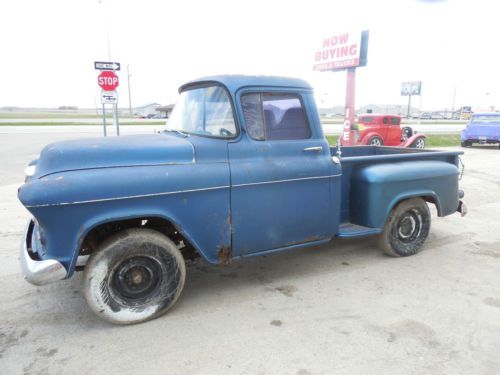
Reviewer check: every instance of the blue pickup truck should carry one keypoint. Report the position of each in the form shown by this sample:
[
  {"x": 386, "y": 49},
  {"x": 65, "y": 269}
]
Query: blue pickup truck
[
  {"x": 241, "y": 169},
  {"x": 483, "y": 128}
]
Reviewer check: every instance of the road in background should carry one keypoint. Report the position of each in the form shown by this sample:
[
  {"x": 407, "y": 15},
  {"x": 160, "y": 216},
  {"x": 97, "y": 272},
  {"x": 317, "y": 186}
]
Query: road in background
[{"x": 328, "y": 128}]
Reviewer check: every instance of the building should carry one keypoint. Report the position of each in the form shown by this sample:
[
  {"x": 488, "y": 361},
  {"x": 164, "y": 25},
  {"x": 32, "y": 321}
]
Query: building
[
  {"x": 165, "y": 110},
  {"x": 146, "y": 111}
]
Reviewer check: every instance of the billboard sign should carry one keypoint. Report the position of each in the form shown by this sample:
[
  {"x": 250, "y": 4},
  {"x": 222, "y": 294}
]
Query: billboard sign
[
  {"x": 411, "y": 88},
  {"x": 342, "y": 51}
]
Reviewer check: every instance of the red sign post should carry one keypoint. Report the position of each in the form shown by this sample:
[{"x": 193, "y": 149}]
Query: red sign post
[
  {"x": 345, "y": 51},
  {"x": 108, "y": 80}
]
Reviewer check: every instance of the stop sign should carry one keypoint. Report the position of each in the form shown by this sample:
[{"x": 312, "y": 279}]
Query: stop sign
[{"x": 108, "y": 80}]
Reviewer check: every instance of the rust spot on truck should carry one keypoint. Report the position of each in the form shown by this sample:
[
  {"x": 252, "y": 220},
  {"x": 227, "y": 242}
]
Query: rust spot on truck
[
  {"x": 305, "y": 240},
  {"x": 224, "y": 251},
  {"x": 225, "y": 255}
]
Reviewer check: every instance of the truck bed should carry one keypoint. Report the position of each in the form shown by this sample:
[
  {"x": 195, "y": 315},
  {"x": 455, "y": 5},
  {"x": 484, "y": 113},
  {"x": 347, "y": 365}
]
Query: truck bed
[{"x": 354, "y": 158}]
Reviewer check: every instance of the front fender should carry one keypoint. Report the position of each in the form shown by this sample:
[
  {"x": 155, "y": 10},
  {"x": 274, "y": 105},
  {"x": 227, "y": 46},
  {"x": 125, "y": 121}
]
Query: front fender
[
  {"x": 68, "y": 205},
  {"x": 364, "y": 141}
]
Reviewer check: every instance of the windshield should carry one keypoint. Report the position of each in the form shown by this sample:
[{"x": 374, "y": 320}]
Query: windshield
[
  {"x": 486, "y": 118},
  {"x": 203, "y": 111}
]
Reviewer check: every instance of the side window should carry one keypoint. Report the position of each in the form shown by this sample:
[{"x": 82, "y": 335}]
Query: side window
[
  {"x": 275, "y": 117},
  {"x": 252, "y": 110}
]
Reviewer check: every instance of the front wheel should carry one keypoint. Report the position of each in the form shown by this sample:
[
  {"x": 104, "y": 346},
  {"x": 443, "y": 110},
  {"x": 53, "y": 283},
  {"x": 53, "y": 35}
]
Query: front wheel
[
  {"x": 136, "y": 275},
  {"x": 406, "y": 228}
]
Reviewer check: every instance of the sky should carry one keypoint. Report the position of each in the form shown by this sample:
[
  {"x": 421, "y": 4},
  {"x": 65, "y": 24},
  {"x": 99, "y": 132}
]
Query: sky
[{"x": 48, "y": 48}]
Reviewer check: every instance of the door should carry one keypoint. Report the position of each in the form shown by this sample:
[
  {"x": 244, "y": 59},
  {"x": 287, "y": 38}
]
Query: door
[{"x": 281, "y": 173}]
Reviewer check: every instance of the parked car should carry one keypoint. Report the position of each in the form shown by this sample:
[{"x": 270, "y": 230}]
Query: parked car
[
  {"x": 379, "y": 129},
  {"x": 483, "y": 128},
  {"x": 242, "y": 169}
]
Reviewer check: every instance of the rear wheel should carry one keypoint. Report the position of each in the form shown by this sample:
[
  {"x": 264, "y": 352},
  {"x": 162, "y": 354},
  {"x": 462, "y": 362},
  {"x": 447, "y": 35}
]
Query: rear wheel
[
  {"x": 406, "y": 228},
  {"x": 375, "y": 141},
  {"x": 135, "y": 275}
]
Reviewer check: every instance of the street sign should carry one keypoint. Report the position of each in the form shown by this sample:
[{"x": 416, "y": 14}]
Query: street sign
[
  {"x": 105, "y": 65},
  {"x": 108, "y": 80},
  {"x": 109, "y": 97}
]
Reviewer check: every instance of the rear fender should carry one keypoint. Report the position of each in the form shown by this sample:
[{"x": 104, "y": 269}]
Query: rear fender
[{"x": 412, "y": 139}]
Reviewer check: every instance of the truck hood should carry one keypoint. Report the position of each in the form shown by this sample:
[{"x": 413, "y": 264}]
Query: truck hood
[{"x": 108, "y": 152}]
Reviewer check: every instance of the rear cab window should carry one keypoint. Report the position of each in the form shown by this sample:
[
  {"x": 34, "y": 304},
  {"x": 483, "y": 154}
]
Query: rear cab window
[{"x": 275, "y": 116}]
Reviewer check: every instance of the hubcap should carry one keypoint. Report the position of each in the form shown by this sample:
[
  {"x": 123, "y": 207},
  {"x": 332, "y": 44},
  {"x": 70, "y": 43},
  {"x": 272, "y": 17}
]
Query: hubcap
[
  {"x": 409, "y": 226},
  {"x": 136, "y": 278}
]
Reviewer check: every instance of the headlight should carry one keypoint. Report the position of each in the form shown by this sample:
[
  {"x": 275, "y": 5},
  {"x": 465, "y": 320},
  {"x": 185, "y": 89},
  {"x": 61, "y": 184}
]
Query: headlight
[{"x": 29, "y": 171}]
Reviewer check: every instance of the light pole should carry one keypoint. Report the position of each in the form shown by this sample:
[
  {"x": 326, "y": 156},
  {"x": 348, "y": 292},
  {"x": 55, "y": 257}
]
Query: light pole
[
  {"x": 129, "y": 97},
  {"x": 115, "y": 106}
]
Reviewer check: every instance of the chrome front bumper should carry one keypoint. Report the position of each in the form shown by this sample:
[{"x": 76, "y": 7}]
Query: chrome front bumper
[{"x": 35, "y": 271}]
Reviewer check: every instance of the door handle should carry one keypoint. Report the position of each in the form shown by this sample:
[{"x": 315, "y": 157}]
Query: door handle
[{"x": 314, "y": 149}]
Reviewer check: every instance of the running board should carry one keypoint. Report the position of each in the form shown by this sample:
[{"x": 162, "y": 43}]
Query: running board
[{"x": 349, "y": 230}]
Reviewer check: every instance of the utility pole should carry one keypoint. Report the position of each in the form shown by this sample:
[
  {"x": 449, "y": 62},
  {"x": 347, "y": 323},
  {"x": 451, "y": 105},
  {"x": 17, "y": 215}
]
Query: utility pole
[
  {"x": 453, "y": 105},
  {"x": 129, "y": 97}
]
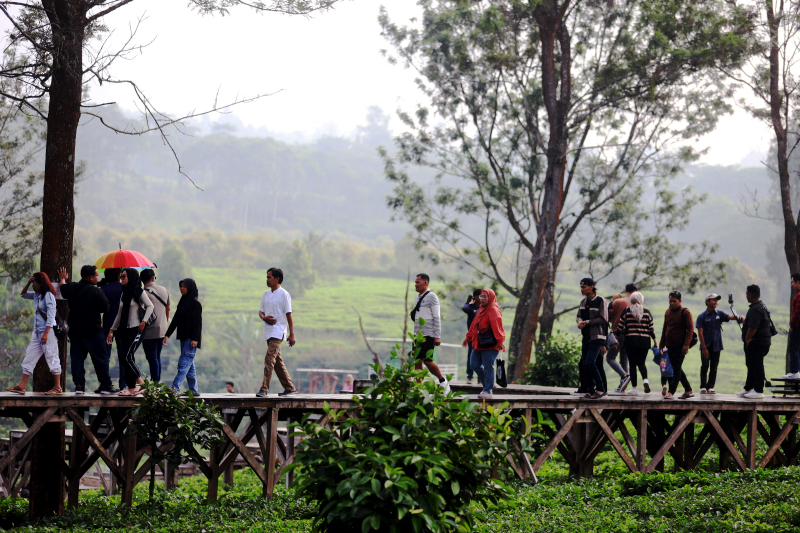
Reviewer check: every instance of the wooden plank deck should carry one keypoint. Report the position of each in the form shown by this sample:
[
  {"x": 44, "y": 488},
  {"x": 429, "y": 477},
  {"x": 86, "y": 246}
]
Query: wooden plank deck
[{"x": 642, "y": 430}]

..............................

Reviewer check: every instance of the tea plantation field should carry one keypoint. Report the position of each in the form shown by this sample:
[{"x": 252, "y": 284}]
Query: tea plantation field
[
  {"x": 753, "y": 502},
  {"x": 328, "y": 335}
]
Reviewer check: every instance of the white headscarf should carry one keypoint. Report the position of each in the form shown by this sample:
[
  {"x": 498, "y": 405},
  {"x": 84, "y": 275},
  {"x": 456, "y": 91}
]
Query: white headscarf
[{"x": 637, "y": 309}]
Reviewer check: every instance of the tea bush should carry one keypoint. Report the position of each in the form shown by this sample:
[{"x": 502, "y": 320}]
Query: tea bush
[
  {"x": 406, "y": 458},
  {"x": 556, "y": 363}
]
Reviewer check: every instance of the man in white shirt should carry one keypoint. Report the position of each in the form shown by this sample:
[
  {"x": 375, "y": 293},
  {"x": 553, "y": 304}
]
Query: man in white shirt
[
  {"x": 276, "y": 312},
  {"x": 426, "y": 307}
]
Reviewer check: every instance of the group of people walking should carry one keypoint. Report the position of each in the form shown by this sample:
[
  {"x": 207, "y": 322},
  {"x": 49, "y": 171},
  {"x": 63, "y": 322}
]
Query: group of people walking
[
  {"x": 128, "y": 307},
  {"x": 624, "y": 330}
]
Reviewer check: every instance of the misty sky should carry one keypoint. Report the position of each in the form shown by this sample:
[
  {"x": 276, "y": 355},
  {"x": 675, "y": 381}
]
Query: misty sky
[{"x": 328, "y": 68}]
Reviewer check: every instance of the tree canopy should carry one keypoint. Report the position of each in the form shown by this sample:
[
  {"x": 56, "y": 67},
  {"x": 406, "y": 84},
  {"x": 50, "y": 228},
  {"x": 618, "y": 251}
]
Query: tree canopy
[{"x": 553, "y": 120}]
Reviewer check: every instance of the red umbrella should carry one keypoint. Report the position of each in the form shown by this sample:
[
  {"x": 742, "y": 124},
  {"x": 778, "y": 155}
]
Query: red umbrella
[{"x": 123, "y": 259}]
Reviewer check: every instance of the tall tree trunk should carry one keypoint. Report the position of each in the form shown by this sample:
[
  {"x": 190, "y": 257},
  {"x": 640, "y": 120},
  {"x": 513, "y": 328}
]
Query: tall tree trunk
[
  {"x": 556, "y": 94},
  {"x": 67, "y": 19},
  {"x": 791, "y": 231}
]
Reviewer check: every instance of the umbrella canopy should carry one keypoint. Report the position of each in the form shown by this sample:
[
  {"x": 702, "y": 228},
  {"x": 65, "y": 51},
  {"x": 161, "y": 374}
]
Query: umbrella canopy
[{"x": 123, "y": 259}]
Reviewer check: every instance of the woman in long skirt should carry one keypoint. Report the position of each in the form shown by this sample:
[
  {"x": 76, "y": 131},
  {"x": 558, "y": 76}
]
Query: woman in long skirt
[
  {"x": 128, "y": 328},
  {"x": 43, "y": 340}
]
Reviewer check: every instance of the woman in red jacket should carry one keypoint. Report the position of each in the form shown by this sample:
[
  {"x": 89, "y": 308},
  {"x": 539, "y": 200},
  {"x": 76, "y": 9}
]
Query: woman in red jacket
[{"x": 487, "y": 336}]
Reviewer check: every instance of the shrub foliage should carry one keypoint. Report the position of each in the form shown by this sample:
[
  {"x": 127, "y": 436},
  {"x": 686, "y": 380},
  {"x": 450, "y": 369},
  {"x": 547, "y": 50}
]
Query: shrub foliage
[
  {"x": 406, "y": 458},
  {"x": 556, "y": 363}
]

..............................

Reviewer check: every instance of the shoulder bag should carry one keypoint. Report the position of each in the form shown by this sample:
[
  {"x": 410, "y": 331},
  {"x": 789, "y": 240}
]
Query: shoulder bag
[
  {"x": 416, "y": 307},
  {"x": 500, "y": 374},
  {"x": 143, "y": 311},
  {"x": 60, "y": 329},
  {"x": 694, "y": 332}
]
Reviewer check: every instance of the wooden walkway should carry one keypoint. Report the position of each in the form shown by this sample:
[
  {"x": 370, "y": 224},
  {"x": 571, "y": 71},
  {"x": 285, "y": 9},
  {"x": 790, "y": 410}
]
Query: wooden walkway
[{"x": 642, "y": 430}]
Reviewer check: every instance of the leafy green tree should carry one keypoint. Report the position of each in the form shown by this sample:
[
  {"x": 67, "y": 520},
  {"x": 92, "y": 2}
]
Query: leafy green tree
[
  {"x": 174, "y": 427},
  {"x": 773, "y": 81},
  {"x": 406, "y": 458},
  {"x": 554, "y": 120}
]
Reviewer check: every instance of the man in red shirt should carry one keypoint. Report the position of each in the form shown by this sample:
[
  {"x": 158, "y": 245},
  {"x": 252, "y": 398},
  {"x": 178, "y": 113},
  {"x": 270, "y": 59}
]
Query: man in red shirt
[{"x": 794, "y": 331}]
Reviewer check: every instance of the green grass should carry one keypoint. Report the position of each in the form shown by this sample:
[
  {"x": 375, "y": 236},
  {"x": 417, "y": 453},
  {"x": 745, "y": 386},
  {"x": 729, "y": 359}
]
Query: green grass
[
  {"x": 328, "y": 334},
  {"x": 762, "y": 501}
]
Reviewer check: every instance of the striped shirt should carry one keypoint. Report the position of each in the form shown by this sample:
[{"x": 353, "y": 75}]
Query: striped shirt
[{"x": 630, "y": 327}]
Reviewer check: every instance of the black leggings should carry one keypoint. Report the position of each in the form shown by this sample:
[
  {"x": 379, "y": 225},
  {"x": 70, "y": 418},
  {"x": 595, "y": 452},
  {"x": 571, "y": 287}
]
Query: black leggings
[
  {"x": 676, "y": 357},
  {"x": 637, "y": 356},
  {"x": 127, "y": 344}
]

..............................

▶ [Stated goal]
State how many lines in the items above contain the string "wheel". Give only the number.

▶ [Finished task]
4